WHAT THE TASK REQUIRES — Reproduce the listing below word for word, keeping every line in its original order.

(Excerpts from a pointing dataset)
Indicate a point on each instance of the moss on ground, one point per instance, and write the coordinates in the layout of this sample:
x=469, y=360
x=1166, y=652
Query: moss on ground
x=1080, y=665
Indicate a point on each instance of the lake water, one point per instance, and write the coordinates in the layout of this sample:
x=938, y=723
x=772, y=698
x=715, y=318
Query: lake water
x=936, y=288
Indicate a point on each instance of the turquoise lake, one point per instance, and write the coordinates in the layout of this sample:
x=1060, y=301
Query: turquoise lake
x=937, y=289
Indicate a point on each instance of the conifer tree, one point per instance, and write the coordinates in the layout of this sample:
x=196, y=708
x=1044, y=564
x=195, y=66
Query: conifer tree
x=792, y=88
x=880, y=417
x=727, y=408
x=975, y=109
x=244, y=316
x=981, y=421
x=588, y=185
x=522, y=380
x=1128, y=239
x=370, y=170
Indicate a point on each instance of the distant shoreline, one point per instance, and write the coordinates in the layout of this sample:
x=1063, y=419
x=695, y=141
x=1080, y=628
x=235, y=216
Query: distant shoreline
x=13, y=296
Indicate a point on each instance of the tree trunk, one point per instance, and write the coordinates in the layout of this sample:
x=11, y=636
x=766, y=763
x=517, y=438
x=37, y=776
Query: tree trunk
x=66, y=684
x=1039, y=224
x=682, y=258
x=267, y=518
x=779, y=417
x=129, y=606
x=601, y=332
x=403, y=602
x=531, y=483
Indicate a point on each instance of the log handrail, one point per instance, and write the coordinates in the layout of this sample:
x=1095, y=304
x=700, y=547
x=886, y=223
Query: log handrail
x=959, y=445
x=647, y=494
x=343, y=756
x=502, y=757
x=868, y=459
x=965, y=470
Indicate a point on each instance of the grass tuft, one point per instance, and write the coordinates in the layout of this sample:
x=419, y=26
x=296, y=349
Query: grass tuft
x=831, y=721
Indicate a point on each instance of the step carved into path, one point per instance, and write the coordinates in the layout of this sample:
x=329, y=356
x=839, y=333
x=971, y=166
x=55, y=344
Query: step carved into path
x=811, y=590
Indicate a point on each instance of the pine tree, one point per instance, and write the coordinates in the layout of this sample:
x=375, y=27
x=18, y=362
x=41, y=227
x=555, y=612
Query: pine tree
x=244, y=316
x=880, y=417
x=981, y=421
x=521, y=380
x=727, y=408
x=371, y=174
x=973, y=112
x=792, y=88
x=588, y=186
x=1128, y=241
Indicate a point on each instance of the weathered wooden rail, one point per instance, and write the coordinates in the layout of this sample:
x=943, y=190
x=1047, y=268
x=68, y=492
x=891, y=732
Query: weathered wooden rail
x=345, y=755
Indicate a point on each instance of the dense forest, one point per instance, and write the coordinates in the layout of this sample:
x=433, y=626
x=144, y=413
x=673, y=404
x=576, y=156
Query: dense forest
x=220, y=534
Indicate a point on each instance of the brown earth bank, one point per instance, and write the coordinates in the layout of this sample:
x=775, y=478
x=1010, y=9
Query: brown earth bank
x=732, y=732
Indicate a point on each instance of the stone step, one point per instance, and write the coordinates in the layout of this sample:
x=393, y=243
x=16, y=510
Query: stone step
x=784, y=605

SOLUTION FOR THIS TASK —
Indicate a point on each instance of the moss on ground, one point per instance, and write the coordinates in the layout of this sample:
x=469, y=360
x=1166, y=652
Query: moss on ground
x=1080, y=665
Indicate a point on each instance of the lake water, one point per instance, and write the coordinates in the layout of this sample:
x=938, y=723
x=772, y=698
x=715, y=318
Query: lake water
x=936, y=288
Indicate a point on each instance of the turquoise lake, one point per instance, and write the coordinates in the layout of this sample:
x=1060, y=301
Query: turquoise lake
x=937, y=289
Indicate a point on each instance of the conifer tree, one point per instance, and write the coordinates in the layout of this sample:
x=196, y=708
x=1044, y=564
x=195, y=66
Query: conifer tree
x=792, y=88
x=880, y=417
x=727, y=408
x=975, y=109
x=244, y=316
x=981, y=421
x=588, y=185
x=522, y=380
x=1128, y=239
x=370, y=170
Indicate a point on each instance of the distant shoreline, one point per instance, and write the coordinates in the layout of this sample:
x=1063, y=419
x=695, y=141
x=1080, y=628
x=235, y=216
Query: distant shoreline
x=13, y=296
Indicate a point on each instance of the tree trunk, one point per instance, and write the coordinates in the layout of this sample:
x=11, y=636
x=766, y=763
x=517, y=438
x=37, y=776
Query: tree trunk
x=66, y=684
x=1039, y=224
x=682, y=258
x=267, y=518
x=779, y=417
x=129, y=606
x=601, y=332
x=403, y=602
x=531, y=483
Indicate a point on each instance of the log handrail, one point per instance, and write the coordinates in the layout of this sample:
x=1095, y=304
x=700, y=547
x=886, y=223
Query: log handrail
x=959, y=445
x=647, y=494
x=343, y=756
x=502, y=757
x=868, y=459
x=965, y=470
Indicate a point on each instance of the grass tuft, one point per instance, and write the coordinates in the layout of this sample:
x=419, y=26
x=296, y=349
Query: grass tuft
x=831, y=721
Indicate a point on each instance of the step carved into path, one point per instance, and write the coordinates in the layout of this sample:
x=329, y=356
x=839, y=333
x=971, y=166
x=55, y=344
Query: step carved into path
x=811, y=590
Indicate a point on each instance of the pine tree, one point per instance, and write the coordinates in the layout of this sample:
x=375, y=27
x=18, y=362
x=41, y=227
x=555, y=612
Query: pine tree
x=244, y=316
x=880, y=417
x=981, y=421
x=521, y=380
x=727, y=408
x=371, y=174
x=973, y=112
x=792, y=88
x=588, y=186
x=1128, y=241
Indicate a point on each instance of the weathered wooden rail, one point per instance, and write the coordinates in the layout of this sample:
x=943, y=190
x=1047, y=268
x=68, y=492
x=891, y=732
Query: weathered wooden rail
x=345, y=755
Indicate a point on each instance of the dense forest, one point per instance, and write the coordinates in the layout of this sample:
x=433, y=626
x=144, y=413
x=673, y=404
x=576, y=156
Query: dense forest
x=220, y=534
Indicate a point on each instance of the brown earth bank, one point per instance, and write the coordinates in the layout of this sample:
x=775, y=478
x=1010, y=9
Query: brown earth bank
x=732, y=732
Indicate a point on each instance of the stone step, one point per instance, and write the coordinates in the layout of this sample:
x=393, y=243
x=16, y=510
Query: stone step
x=784, y=605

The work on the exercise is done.